(Region annotation items)
───
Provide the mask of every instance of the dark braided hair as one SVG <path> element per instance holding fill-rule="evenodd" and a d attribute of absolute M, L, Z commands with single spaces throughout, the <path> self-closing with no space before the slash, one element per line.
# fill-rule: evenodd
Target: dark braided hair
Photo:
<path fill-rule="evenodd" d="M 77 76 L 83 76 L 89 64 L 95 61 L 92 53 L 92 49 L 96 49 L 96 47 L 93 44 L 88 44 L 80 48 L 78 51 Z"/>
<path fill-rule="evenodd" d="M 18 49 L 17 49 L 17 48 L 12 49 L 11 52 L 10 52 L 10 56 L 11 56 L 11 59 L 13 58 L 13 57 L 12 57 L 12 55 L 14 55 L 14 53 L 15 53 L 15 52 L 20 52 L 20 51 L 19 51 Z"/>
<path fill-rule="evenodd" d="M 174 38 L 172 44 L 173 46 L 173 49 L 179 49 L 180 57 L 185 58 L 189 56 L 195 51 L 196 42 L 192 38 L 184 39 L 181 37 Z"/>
───
Rewrite the items above, replacing each occurrence of "dark braided hair" with "short gray hair" and leaving every other character as it is.

_RIGHT ANSWER_.
Provide the mask of every instance of the short gray hair as one SVG <path> element per instance holding fill-rule="evenodd" and a d attribute of absolute M, L, Z commands with single spaces throughout, the <path> self-closing with no space before the slash, one element per line.
# fill-rule: evenodd
Target: short gray hair
Photo:
<path fill-rule="evenodd" d="M 77 76 L 83 76 L 89 64 L 95 61 L 92 53 L 92 49 L 96 49 L 96 47 L 93 44 L 88 44 L 80 48 L 78 51 Z"/>
<path fill-rule="evenodd" d="M 18 49 L 17 49 L 17 48 L 12 49 L 11 52 L 10 52 L 10 56 L 11 56 L 11 59 L 13 58 L 13 57 L 12 57 L 12 55 L 14 55 L 14 53 L 15 53 L 15 52 L 20 52 L 20 51 L 19 51 Z"/>
<path fill-rule="evenodd" d="M 174 38 L 172 44 L 173 46 L 173 49 L 179 49 L 180 57 L 185 58 L 189 56 L 195 51 L 196 42 L 192 38 L 184 39 L 181 37 Z"/>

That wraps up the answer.